__Lesetext__.
Die Verteidigung verlangte eine Freiheitsstrafe, die zwei Jahre nicht überschreiten sollte. Sie führte an, dass die Angeklagte psychisch erkrankt war und dass sie ihr zukünftiges Baby nicht gewollt habe, weil sie nicht wusste, wie sie ihm eine gute Mutter sein sollte. Dies hätte sie, so die Angaben der Angeklagten, im Elternhaus nicht gelernt. Zudem hätten die Eltern der Angeklagten dieser immer wieder angedroht, dass sie ihr – wenn die Angeklagte schwanger sein sollte – das Baby aus dem Bauch treten würden.
Die Staatsanwältin gab an, dass die Tat besonders verwerflich gewesen war, weil es sich um ein wehrloses Baby gehandelt hatte. Die Angeklagte hätte möglicherweise zur Tatzeit jedoch an einer psychischen Störung gelitten.
Es blieb dabei, dass bei der rechtsmedizinischen Untersuchung die genaue Todesursache nicht belegt werden konnte. Der Körper des kleinen Jungen war beim Auffinden bereits zu sehr zersetzt gewesen. Ein Mediziner gab vor Gericht an, dass auch eine natürliche Todesursache nicht auszuschließen sei.

__Gegebene Daten__.
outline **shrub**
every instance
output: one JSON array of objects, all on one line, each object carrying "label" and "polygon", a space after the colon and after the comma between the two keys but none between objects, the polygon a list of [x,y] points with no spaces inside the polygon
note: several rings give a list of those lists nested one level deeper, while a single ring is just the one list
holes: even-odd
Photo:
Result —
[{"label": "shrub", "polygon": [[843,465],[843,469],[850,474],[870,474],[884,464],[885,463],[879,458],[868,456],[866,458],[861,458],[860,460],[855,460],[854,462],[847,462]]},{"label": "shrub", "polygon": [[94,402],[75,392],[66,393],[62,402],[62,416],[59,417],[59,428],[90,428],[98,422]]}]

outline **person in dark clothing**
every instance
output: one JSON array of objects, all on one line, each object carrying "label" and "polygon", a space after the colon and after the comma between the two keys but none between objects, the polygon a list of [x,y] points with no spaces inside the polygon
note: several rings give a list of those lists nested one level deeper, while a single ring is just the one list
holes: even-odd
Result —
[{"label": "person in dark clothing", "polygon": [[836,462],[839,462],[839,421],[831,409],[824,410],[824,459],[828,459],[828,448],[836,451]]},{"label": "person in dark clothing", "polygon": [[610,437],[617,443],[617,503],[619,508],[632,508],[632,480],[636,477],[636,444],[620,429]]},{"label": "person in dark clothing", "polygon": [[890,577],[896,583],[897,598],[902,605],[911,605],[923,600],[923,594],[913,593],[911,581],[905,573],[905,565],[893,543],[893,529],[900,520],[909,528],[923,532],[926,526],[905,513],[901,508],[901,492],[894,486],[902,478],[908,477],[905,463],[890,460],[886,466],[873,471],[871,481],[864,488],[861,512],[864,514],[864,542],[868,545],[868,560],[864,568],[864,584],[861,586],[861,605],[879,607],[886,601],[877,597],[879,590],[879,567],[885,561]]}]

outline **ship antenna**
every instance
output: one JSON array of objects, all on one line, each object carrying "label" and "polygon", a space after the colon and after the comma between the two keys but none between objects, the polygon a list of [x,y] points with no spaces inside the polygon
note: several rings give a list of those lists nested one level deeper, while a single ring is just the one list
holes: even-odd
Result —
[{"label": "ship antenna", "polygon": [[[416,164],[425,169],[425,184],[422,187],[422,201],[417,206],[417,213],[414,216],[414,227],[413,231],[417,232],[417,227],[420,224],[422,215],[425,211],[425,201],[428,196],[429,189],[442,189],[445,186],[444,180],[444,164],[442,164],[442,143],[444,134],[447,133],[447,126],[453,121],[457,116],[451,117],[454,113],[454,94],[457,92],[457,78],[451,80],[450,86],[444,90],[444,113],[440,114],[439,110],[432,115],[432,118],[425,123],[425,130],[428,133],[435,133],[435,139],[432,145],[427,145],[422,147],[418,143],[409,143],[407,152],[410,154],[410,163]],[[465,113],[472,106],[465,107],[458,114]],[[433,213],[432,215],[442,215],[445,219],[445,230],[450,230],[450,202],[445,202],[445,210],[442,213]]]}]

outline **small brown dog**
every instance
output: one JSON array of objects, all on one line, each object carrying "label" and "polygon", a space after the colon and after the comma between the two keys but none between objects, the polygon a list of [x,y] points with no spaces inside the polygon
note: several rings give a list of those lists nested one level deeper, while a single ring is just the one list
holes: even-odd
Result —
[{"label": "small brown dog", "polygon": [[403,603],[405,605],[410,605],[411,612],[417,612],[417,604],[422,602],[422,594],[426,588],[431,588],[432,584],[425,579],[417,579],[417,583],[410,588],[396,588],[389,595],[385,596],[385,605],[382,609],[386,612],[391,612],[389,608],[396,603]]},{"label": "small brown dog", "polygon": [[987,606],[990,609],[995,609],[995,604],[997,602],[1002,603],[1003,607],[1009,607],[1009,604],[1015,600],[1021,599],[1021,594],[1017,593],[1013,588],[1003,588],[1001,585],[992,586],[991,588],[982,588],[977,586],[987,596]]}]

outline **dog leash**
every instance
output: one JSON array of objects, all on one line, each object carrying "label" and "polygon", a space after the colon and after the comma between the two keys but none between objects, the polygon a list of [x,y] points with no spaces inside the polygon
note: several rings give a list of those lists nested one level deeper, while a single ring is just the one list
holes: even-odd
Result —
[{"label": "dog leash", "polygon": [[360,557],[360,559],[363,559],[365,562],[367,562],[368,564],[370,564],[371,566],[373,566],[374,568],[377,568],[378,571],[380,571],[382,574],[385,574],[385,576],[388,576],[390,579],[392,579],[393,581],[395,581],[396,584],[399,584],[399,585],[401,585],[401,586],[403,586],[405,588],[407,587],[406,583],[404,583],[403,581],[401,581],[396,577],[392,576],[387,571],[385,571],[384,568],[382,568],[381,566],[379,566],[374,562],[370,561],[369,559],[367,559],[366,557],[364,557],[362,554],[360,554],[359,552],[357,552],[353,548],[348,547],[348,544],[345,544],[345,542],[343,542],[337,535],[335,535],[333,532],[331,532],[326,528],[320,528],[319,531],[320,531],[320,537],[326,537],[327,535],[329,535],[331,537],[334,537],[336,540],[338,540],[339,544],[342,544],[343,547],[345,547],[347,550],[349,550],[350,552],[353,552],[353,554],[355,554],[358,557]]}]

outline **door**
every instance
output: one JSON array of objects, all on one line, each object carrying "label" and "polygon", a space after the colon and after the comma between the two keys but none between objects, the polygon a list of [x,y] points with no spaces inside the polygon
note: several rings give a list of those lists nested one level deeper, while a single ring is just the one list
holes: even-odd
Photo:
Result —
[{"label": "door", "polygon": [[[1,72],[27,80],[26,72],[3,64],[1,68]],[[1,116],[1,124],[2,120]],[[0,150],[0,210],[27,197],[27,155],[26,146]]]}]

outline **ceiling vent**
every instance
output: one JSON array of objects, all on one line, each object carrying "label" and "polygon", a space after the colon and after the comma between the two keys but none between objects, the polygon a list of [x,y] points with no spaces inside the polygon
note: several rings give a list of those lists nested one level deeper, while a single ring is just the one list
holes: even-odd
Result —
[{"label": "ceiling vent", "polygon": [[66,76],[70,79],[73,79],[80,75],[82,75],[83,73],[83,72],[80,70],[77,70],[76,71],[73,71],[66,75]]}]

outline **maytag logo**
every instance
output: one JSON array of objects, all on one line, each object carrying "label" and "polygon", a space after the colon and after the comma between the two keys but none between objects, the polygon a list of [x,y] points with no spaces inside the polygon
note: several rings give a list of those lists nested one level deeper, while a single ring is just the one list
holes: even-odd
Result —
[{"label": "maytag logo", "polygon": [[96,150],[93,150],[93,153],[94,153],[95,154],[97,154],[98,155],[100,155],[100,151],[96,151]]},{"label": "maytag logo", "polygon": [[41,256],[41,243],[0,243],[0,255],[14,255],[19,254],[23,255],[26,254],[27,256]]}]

__Deine Aufgabe__. Entnimm den Lesetext über den Prozess und gib ihn vollständig und ohne jede Änderung wieder. Die Zeilen sind eigenes Material und haben mit dem Lesetext nichts zu tun.

__Deine Antwort__.
Die Verteidigung verlangte eine Freiheitsstrafe, die zwei Jahre nicht überschreiten sollte. Sie führte an, dass die Angeklagte psychisch erkrankt war und dass sie ihr zukünftiges Baby nicht gewollt habe, weil sie nicht wusste, wie sie ihm eine gute Mutter sein sollte. Dies hätte sie, so die Angaben der Angeklagten, im Elternhaus nicht gelernt. Zudem hätten die Eltern der Angeklagten dieser immer wieder angedroht, dass sie ihr – wenn die Angeklagte schwanger sein sollte – das Baby aus dem Bauch treten würden.
Die Staatsanwältin gab an, dass die Tat besonders verwerflich gewesen war, weil es sich um ein wehrloses Baby gehandelt hatte. Die Angeklagte hätte möglicherweise zur Tatzeit jedoch an einer psychischen Störung gelitten.
Es blieb dabei, dass bei der rechtsmedizinischen Untersuchung die genaue Todesursache nicht belegt werden konnte. Der Körper des kleinen Jungen war beim Auffinden bereits zu sehr zersetzt gewesen. Ein Mediziner gab vor Gericht an, dass auch eine natürliche Todesursache nicht auszuschließen sei.